Exercise input ▸
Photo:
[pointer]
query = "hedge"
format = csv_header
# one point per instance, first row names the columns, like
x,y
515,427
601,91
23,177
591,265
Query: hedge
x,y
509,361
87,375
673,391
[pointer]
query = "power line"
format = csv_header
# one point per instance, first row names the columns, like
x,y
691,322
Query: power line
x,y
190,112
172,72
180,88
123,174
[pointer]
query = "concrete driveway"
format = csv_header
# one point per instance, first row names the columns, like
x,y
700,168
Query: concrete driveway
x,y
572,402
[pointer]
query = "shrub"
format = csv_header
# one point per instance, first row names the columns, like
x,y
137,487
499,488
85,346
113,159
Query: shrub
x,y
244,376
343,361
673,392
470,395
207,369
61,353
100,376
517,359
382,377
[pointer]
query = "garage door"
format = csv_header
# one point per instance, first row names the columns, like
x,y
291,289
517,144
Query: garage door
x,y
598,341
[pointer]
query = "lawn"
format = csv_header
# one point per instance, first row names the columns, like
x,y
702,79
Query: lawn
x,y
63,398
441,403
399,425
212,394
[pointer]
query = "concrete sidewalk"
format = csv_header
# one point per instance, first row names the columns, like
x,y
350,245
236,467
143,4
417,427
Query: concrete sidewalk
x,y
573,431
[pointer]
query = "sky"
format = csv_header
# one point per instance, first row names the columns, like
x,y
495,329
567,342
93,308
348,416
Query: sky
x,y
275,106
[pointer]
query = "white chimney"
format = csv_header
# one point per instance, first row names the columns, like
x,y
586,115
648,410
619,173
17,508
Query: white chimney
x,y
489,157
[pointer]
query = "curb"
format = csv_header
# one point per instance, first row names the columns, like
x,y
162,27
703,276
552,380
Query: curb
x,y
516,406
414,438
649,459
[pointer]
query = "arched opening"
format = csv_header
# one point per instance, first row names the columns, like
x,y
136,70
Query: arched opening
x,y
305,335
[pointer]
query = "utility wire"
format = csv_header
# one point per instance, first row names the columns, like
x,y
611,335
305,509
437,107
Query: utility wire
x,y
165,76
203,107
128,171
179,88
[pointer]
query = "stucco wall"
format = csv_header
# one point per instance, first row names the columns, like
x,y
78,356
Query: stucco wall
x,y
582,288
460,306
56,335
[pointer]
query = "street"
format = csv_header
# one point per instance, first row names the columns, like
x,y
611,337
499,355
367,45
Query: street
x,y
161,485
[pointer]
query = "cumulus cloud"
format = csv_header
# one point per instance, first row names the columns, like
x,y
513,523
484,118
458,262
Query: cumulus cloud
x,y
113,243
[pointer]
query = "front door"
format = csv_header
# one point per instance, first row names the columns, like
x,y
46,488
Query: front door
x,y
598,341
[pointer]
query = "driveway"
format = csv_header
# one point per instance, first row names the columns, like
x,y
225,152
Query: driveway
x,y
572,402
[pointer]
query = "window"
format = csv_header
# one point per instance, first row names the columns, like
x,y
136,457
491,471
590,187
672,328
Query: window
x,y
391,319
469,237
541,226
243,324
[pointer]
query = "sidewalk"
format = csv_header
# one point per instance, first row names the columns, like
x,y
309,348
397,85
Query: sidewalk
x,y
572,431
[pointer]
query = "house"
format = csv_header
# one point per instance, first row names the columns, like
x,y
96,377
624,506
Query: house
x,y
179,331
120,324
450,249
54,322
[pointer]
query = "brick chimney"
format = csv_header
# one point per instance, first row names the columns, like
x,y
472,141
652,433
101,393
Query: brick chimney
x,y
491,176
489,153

What the task asks ▸ Print the listing above in its entirety, with every line exact.

Exercise solution ▸
Photo:
[pointer]
query = "hedge"
format = csv_header
# one point per instance, first row names the columns, like
x,y
515,427
601,91
23,177
591,265
Query: hedge
x,y
509,361
87,375
673,391
[pointer]
query = "power line"
format = csv_header
# one point per instance, first row names the columns, like
x,y
691,322
Query: power line
x,y
190,112
172,72
180,88
123,174
[pointer]
query = "concrete driveway"
format = csv_header
# one point per instance, first row names the columns, like
x,y
700,168
Query: concrete driveway
x,y
572,402
[pointer]
query = "shrub"
format = csv_header
# one point per instance, first row names the columns, like
x,y
137,487
499,488
85,346
113,159
Query: shrub
x,y
244,376
343,361
673,392
470,395
207,369
61,353
100,376
517,359
382,377
[pointer]
query = "garage door"
format = csv_header
# one point per instance, first row names the columns, like
x,y
291,289
517,144
Query: garage door
x,y
598,341
[pointer]
query = "lawn"
format = csv_header
# one point per instance, first row names the columns, like
x,y
702,79
Query: lawn
x,y
63,398
441,403
399,425
212,394
[pointer]
query = "concrete sidewalk"
format = csv_header
# one point per instance, first row names the columns, like
x,y
350,245
236,467
143,4
417,427
Query: concrete sidewalk
x,y
573,431
[pointer]
query = "sky"
format = csv_header
# one point per instance, first row names the columns, like
x,y
495,329
567,342
93,308
348,416
Query: sky
x,y
275,106
[pointer]
query = "white chimney"
format = csv_header
# one point per instance, first row names the columns, like
x,y
586,115
648,410
619,173
17,508
Query: white chimney
x,y
489,157
[pointer]
query = "curb"
format = csv_header
# one point per instance, first row names the columns, like
x,y
162,27
703,276
552,380
Query: curb
x,y
516,406
414,438
649,459
[pointer]
query = "arched opening"
format = csv_header
# one point per instance, first row names the columns, like
x,y
136,70
Query: arched opening
x,y
305,335
[pointer]
query = "utility wire"
format = csv_header
# one point per instance, first row names the columns, like
x,y
611,335
305,509
437,107
Query: utility wire
x,y
165,76
203,107
128,171
179,88
[pointer]
query = "stucco wall"
format = csv_header
# one point per instance, first row names the columns, like
x,y
78,356
Query: stucco wall
x,y
582,288
460,306
56,335
[pointer]
query = "street"
format = csv_header
# one point per instance, first row names the columns, like
x,y
611,337
499,355
367,45
Query: street
x,y
161,485
[pointer]
query = "cumulus cloud"
format = csv_header
# one point per instance, first row names the columns, like
x,y
513,523
484,118
458,262
Query: cumulus cloud
x,y
113,243
[pointer]
query = "front door"
format = csv_header
# one point per instance, first row names the columns, like
x,y
46,488
Query: front door
x,y
598,341
[pointer]
query = "driveway"
format = csv_header
# one point per instance, first row names the columns, like
x,y
225,152
Query: driveway
x,y
572,402
[pointer]
query = "window"
format = csv_header
# one point per instance, first row names the columns, like
x,y
136,457
491,471
590,187
672,328
Query: window
x,y
391,319
469,237
541,226
243,324
[pointer]
query = "sidewalk"
format = csv_header
# one point per instance, first row names the columns, like
x,y
309,348
397,85
Query: sidewalk
x,y
572,431
[pointer]
query = "house"
format = csv_header
# one point per instance, first row names the columns, like
x,y
96,377
624,506
Query: house
x,y
179,331
120,324
450,249
54,322
[pointer]
query = "brick chimney"
format = csv_header
# one point per instance, first row names the columns, like
x,y
472,141
652,433
101,393
Query: brick chimney
x,y
491,176
489,153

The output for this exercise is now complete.